*Sunulan alıntı:*
—————
İlk bakışta, bütün bu gelişmelerin yalnızca Ermenistan’ın iç siyasi gündemini ilgilendirdiği düşünülebilir. Ancak bu süreçteki bazı detaylar, meselenin dış politika yönünü de göstermektedir. Birincisi, Paşinyan’ın yaptığı açıklamadan sonra Ermenistan’daki hâkimlerin nitelikleri, uluslar üstü kurumların belirlediği standartlara bağlanmıştır. Çünkü yargı reformuna göre Avrupa İnsan Hakları Mahkemesi’nin kararlarını ihlal eden tüm hâkimlerin istifa etmesi ya da görevden alınması gerekmektedir. İkincisi ve aynı zamanda bu bağlamdaki en önemli gelişme ise, hükümetin yaptığı çağrı sonucunda başlayan yargı reformunun ülke dışından destek almış olmasıdır.
—————
*Toplanan veriler:*
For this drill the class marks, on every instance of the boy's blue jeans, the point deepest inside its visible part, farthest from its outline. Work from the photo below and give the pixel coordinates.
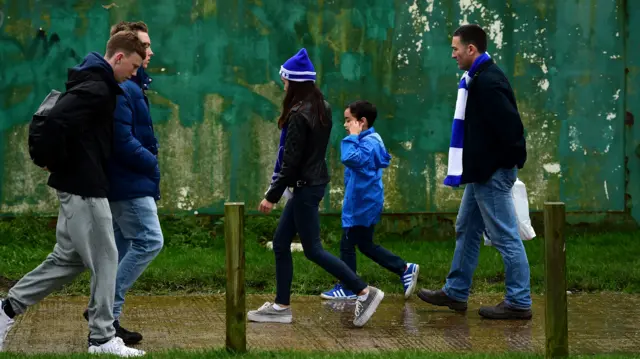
—————
*Yazılı görev A:* Ermenistan'daki yargı reformunu anlatan metne göre, Avrupa İnsan Hakları Mahkemesi'nin kararlarını ihlal eden hâkimler için ne öngörülmektedir?
*Yazılı görev B:* Ermenistan'daki yargı reformunu anlatan metinde "İlk bakışta, bütün" sözleriyle başlayan bölümü "destek almış olmasıdır." sözlerinde bitirerek kelimesi kelimesine yazın.

*Çözümlü cevap A:* Bu hâkimlerin istifa etmesi ya da görevden alınması gerekmektedir.

*Çözümlü cevap B:*
İlk bakışta, bütün bu gelişmelerin yalnızca Ermenistan’ın iç siyasi gündemini ilgilendirdiği düşünülebilir. Ancak bu süreçteki bazı detaylar, meselenin dış politika yönünü de göstermektedir. Birincisi, Paşinyan’ın yaptığı açıklamadan sonra Ermenistan’daki hâkimlerin nitelikleri, uluslar üstü kurumların belirlediği standartlara bağlanmıştır. Çünkü yargı reformuna göre Avrupa İnsan Hakları Mahkemesi’nin kararlarını ihlal eden tüm hâkimlerin istifa etmesi ya da görevden alınması gerekmektedir. İkincisi ve aynı zamanda bu bağlamdaki en önemli gelişme ise, hükümetin yaptığı çağrı sonucunda başlayan yargı reformunun ülke dışından destek almış olmasıdır.